*Short problem A*:
Determine whether each statement below agrees with the passage on the Wisconsin statute, answering yes or no and quoting the words of the passage that decide it: (i) the Constitution extends the judicial power to all controversies between citizens of different States; (ii) the act of March 2d, 1867, is called unconstitutional and void; (iii) if the clause in the Wisconsin statute is invalid, the whole statute must fall.
*Short problem B*:
Reproduce verbatim the part of the passage on the Wisconsin statute starting at "A proviso in" and ending at "are well-settled rules.".

*Text segment*:
-*-

It is thus obvious that the Constitution does not extend the judicial power to all controversies between citizens of different States.

34

The condition in the Wisconsin statute is not therefore necessarily in conflict with the Constitution. If it be said that this provision commits it to the discretion of Congress, to extend the judicial power to any or all of this class of controversies, and that Congress has extended it to this controversy, the answer is that if such a discretion is vested in Congress, it is not conferred in express terms, nor does the language used justify such an implication. So to construe it, would, in effect, interpolate the word all where it has been intentionally omitted.

35

But if the clause in the Wisconsin statute be invalid, then the whole statute must fall, and of course with it the sole authority for maintaining this action. If the provisions of a statute are so mutually connected with each other as to warrant the belief that the legislature intended them as a whole, and if all could not be carried into effect, would not pass the residue independently, then if some parts are unconstitutional, all the provisions which are thus dependent, conditional or connected, must fall with them.

36

A proviso in deeds, or laws, is a limitation or exception to a grant made, or authority conferred, the effect of which is to declare that the one shall not operate, or the other be exercised, unless in the case provided.4

37

Both the propositions thus stated are well-settled rules.

38

III. The act of March 2d, 1867, by authority of which this case was removed from the State court, is unconstitutional and void.

-*-

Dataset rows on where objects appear
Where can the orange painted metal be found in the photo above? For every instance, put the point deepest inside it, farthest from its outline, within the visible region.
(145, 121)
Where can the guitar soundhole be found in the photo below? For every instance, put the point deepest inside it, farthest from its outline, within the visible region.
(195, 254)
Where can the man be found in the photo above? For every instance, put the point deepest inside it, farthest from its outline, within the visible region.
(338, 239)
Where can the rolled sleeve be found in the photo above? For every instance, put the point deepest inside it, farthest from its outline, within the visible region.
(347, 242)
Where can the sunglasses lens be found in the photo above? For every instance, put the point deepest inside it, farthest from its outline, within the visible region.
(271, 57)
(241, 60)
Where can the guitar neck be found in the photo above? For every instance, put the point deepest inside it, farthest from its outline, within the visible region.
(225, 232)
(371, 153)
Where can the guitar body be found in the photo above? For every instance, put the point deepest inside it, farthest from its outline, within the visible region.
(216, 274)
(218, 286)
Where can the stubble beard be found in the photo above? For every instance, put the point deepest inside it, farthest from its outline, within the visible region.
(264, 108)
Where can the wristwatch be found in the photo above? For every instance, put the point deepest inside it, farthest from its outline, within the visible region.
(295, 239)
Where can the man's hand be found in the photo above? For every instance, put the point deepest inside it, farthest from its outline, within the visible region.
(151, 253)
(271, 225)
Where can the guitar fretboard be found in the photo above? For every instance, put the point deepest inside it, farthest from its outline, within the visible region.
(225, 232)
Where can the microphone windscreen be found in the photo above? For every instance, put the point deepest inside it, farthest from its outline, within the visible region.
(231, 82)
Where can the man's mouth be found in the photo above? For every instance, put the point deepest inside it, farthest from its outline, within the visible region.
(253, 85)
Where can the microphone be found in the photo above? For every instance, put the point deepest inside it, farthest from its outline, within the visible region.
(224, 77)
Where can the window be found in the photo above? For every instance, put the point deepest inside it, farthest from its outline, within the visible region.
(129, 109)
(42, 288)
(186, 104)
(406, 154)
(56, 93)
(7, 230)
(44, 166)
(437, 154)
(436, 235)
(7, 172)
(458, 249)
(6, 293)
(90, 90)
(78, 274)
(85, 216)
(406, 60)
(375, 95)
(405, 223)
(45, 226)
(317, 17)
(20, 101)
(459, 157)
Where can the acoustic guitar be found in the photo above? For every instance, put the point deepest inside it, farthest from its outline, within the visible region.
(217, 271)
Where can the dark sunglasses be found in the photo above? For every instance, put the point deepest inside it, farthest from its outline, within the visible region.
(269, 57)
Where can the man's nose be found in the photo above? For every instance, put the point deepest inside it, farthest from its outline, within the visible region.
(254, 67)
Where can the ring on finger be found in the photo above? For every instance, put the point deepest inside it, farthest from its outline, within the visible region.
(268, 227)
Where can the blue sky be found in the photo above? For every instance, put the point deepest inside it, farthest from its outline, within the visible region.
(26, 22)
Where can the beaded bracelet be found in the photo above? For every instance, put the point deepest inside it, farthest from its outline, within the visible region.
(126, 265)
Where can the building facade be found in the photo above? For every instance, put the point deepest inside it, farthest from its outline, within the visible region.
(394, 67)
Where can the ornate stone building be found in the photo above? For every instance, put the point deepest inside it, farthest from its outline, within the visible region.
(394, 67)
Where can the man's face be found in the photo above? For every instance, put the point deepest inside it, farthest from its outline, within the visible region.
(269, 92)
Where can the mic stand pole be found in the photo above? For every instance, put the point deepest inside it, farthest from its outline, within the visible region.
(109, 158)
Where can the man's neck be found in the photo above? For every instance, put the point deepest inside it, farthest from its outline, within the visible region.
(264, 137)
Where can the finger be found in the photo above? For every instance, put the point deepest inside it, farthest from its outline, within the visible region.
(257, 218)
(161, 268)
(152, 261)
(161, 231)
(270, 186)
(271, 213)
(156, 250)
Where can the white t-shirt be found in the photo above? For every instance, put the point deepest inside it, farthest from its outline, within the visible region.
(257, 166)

-*-

*Correct response A*:
(i) No: "It is thus obvious that the Constitution does not extend the judicial power to all controversies between citizens of different States."
(ii) Yes: "The act of March 2d, 1867, by authority of which this case was removed from the State court, is unconstitutional and void."
(iii) Yes: "But if the clause in the Wisconsin statute be invalid, then the whole statute must fall"

*Correct response B*:
A proviso in deeds, or laws, is a limitation or exception to a grant made, or authority conferred, the effect of which is to declare that the one shall not operate, or the other be exercised, unless in the case provided.4

37

Both the propositions thus stated are well-settled rules.